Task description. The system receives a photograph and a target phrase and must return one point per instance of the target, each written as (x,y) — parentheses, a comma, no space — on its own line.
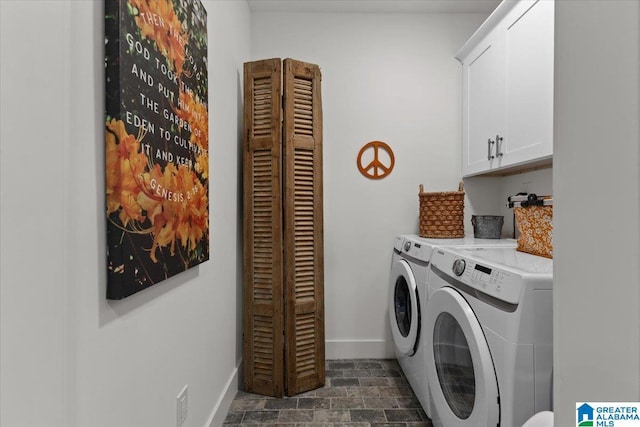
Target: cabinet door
(484,104)
(529,82)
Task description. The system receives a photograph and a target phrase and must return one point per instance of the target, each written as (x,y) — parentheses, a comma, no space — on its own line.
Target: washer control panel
(489,279)
(417,250)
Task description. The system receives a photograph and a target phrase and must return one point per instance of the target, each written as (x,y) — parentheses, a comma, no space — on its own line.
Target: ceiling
(375,6)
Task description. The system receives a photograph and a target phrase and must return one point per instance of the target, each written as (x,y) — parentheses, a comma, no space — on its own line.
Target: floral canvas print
(157,141)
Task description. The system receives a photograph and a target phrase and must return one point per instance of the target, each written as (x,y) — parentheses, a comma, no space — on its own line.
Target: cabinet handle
(489,143)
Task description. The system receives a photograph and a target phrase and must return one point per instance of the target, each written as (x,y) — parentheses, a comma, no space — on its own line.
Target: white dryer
(489,331)
(408,292)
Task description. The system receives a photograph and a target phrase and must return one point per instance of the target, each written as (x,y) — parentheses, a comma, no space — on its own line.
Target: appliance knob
(459,266)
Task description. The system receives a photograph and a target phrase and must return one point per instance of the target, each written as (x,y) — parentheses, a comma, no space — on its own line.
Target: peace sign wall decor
(377,168)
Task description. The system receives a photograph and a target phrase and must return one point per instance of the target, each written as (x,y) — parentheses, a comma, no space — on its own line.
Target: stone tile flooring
(358,393)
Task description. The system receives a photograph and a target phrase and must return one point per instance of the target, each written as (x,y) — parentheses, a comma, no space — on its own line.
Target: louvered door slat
(303,228)
(263,292)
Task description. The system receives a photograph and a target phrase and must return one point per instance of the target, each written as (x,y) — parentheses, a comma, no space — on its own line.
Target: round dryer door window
(404,310)
(460,370)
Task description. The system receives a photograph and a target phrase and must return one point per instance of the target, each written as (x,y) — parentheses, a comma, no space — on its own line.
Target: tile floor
(358,393)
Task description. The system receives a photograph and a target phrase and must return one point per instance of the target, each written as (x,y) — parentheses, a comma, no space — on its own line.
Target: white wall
(388,77)
(597,189)
(68,356)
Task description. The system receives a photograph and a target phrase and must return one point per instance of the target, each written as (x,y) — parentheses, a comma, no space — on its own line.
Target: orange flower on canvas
(171,204)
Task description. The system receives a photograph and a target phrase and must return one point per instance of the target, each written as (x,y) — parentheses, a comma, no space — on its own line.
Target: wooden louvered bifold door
(263,291)
(283,330)
(303,228)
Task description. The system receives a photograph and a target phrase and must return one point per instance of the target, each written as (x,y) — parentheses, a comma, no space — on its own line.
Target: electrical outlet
(182,406)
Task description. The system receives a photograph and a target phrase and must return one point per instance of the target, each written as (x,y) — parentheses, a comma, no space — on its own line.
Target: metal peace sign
(376,168)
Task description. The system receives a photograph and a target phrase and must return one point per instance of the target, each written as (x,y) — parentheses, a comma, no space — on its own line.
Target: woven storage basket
(442,214)
(535,224)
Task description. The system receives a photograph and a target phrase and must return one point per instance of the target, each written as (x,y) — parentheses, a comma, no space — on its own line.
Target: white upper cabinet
(508,89)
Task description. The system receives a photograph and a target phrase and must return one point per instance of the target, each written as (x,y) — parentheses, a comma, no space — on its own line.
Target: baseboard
(358,349)
(221,407)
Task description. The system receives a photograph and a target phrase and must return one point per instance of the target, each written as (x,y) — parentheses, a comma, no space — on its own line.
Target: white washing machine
(408,292)
(489,337)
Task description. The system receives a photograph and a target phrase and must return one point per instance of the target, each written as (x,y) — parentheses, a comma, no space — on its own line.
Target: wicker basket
(442,214)
(535,224)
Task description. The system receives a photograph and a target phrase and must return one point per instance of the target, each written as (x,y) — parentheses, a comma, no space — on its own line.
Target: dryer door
(404,308)
(462,378)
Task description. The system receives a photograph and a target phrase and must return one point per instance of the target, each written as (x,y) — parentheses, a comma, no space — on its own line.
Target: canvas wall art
(157,141)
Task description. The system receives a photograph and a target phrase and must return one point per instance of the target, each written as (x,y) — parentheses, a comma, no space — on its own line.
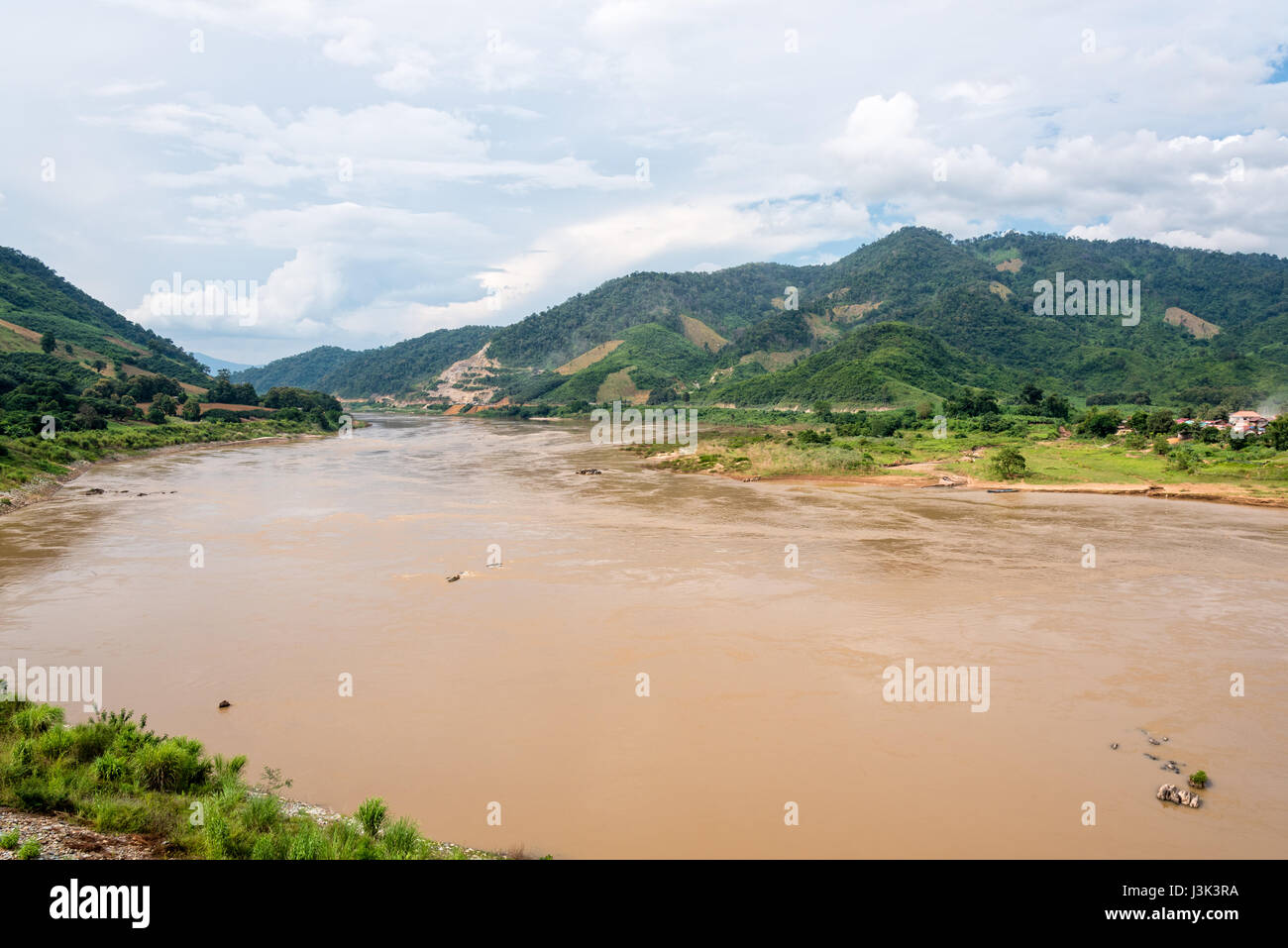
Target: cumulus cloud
(384,167)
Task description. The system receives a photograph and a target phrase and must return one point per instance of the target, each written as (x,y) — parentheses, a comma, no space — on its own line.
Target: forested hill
(35,301)
(956,313)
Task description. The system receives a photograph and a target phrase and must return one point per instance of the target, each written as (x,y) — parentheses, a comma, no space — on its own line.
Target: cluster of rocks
(97,491)
(1170,792)
(62,840)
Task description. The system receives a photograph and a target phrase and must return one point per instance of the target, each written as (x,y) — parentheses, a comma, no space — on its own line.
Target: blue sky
(385,168)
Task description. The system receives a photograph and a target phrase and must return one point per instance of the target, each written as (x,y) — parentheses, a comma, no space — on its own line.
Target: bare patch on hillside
(854,311)
(468,380)
(619,385)
(702,335)
(589,357)
(1196,326)
(774,361)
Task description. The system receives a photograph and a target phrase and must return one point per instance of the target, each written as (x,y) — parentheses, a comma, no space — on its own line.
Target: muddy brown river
(520,685)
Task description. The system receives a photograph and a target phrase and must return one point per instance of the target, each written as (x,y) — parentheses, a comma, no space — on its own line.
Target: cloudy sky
(384,168)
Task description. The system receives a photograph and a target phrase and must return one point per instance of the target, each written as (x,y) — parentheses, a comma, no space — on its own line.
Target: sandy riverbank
(46,487)
(928,475)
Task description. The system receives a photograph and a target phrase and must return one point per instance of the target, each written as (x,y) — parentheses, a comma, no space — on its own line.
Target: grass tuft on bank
(116,776)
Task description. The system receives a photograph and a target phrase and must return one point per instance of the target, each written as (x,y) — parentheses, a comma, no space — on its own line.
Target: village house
(1244,423)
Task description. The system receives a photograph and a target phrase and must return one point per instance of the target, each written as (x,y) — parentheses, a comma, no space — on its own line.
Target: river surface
(518,685)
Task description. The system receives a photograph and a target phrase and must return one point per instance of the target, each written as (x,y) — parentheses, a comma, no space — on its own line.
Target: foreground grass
(25,460)
(119,777)
(771,451)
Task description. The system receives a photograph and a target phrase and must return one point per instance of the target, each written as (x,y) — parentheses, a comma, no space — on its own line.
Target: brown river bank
(519,685)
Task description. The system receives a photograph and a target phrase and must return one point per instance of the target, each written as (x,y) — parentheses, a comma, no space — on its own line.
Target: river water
(519,685)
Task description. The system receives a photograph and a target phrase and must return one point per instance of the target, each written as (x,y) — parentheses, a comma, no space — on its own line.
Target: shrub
(267,848)
(372,814)
(1009,464)
(38,719)
(170,766)
(110,769)
(308,844)
(402,839)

THE TASK: Above are the records; repeat them all exactly, without the pictures.

WRITTEN SOLUTION:
Task description. The system receives a photograph and a target phrase and must return one point per instance of the target, each written as (x,y) — parentheses, a comma, no space — on its own line.
Target: cabinet door
(484,104)
(529,82)
Task description. The system receives a photograph and a target phrase and must return one point per instance of the target, each written as (x,y) — parentheses, a comma, no space — on its own line.
Target: washer control panel
(489,279)
(417,250)
Task description. The system receives a photograph and a target phrase and must return one point per instance of the target, each written as (x,y) — parentheses, a comma, no space — on its own line.
Target: ceiling
(375,6)
Task description. The system receives a photograph and a target phrase and must return one point per instance of the target, each written as (x,y) — parentheses, a comma, no space — on its own line.
Target: floral canvas print
(157,141)
Task description. The system receives a photograph and a target phrase and must return one point per instance of the target, each written as (x,y) — parentheses, a comma, no space — on its own line.
Target: cabinet handle
(489,143)
Task description. The system receives a photograph and a target phrase and must return one point per instance of the target, each written as (x,y) — parentheses, a comma, no space — on its own line.
Target: white dryer
(489,331)
(408,292)
Task description. The system receives a photograph and a target phrase and must return one point per instance of the target, each written as (x,y) — parentheses, a comma, no space — on its own line.
Target: appliance knob
(459,266)
Task description. The system receives a photograph and a target phrase and must return one point per instance of the target, each written as (x,y) — parentheses, a comma, no space — on its own line.
Target: peace sign wall decor
(377,168)
Task description. The system receives a photograph and a target phrase and must return one point per instance of the target, each written as (x,y) — parentheses, a comma, no space — on its own line.
Target: stone tile flooring
(358,393)
Task description. The system receives a photograph and a target phrase and must return one point per instance of the target, each written as (x,y) — parentheses, a comma, no space — on its own line.
Target: louvered door slat
(303,228)
(263,292)
Task description. The system receives a photograph and a target phrase and must return one point per instance of the target, each written as (x,y) — parentheses, a comma, no space — on its own line.
Target: round dryer door window
(404,310)
(460,370)
Task description. The system receives a photograph and a target phrase and must return one point per instance of the target, each written as (x,y) — parentheses, a comma, no space — on its own line.
Target: tile floor
(358,393)
Task description. The system receives a photograph and a target phrase and must return one point per instance of the target, each written as (x,y) — parentheses, a comma, no space — on its own line.
Target: white wall
(388,77)
(597,189)
(68,356)
Task description. The system receives a photograph and a target phrase and must return one point per instance of the target, each written as (x,y) — parentheses, a comma, no space — on its own line.
Target: orange flower on canvas
(171,204)
Task description. The system receives a photograph and a target phrase and must return one point per instance of the target, each written as (x,y) — parentheses, a comma, no space — on its own line.
Target: wooden louvered bifold door
(263,291)
(283,330)
(303,228)
Task description. The system receives a photograph and a target phrase and must return one point per instance of the target, each written as (x,y) — parentheses, a comma, no space — on its own line.
Target: electrical outlet
(182,406)
Task description. The system receives a photograph and a target phrase and must return one point per instance of the target, each written as (x,y) — parentheses, a comma, no space — on its own line.
Target: metal peace sign
(376,168)
Task description. The system receives a photograph and a target phrase and must return one point per instance of the target, each written as (x,y) — parentheses, a comma, no space — on its own line.
Target: woven storage basket
(442,214)
(535,224)
Task description. The system receives a photograph and a target phrase and must return one point per instance of the target, each written as (x,y) — parentheses, a comma, no space — on its own line.
Target: white upper cabinet
(508,89)
Task description. The system receives a photograph and a target phrase and must return one point per instance of the target, each written as (x,y) — parentheses, a comma, no space — on its own line.
Target: baseboard
(358,349)
(221,407)
Task description. The system receives a photograph and a target phrase and must return one point per instance of the target, each written as (x,y) — parentheses, a comma, no space — on its own line.
Target: white washing machine
(408,292)
(489,337)
Task description. The system receives a photograph and a target phrase and must return one point per instance of the target, each written as (x,y) — parentheses, a comma, no space — on its own line.
Target: wicker basket
(442,214)
(535,224)
Task description. The system receives a photograph and a target phrase and must return one point per instance of the target, each written as (x,y) — parentheses, a comma, no space — on its own line.
Target: dryer door
(404,308)
(462,378)
Task description. The system receives a photograph and a target phrase and must return one point per instance of the target, each written as (x,y) — parentheses, a comma, no space — on its own line.
Target: canvas wall art
(157,141)
Task description. The system receives a photograph and a target phrase and must return one point per instance of the target, each written as (x,y) — parentheses, a comma, no space — on its own line.
Target: cumulus cloud
(384,167)
Task description. The system receives a photograph and a target phrase and must return one point per instance of the target, each written as (x,y) — parentheses, a comma, no space — on its own line.
Target: forested hill
(35,301)
(956,313)
Task description. The system receives a photograph and a target phrase and must return one point per instance of the target, each written as (x,y) — parentheses, a comma, no space — on its own line.
Target: cluster of rocks
(97,491)
(1170,792)
(62,840)
Task description. The system receives a photograph and a target phrase and must return one point per instance of the target, each written as (x,y) — parentheses, a comma, no space — on its own line.
Target: blue sky
(385,168)
Task description. The system receives a photograph and a target phrase and must return one point per instance of the target, each written as (x,y) — parentheses, a comma, no space — on its own line.
Target: bare patch on hillside
(854,311)
(468,380)
(619,385)
(702,335)
(589,357)
(1196,326)
(774,361)
Task description. The system receives a photograph and a target phrase and must return one point per instance of the target, each written as (x,y) — parentheses, a comma, no space — on its own line.
Target: muddy brown river
(520,685)
Task description. The system receives a photograph and a target phrase and must return one point per instance of the target, each written as (x,y) — parentheses, a comma, no space — on its own line.
Target: cloudy sky
(384,168)
Task description. The system receives a photograph and a target phrase and must return one point per instance of the target, each written as (x,y) — parentheses, a comma, no space — on its own line.
Target: sandy riverbank
(46,487)
(928,475)
Task description. The system receives a photograph and a target phrase and must return one point per instance of the target, each written as (x,y) — parentheses, a comma, no space — on its own line.
Target: grass tuft on bank
(116,776)
Task description. The system receives a photograph and a target phrase and must return one point per instance of the target, each written as (x,y) — parentheses, a comma, no space — on its own line.
Target: village house
(1244,423)
Task description. The system receives a photograph and a target phrase and must return one point per instance of the target, each written as (x,y) — parentheses, a comma, no space — on its own line.
Target: river surface
(518,685)
Task description. The system receives a photograph and a target phrase and must return one point per instance of the target, each written as (x,y) — parentheses, a comma, no space — on its own line.
Target: foreground grass
(25,460)
(119,777)
(771,451)
Task description. The system receives a photograph and a target phrase and must return one point per instance of the target, each written as (x,y) — parentheses, a comma, no space — on its own line.
Target: brown river bank
(519,685)
Task description. The system receives a photograph and a target phrase and must return one point per instance of the target, each written as (x,y) — parentheses, a comma, no space — on its own line.
Target: river water
(519,685)
Task description. The system receives a photograph and a target phrase and must return one point per instance of the target, each written as (x,y) — parentheses, a comma, no space — on its own line.
Target: shrub
(267,848)
(372,814)
(1009,464)
(38,719)
(170,766)
(110,769)
(308,844)
(402,839)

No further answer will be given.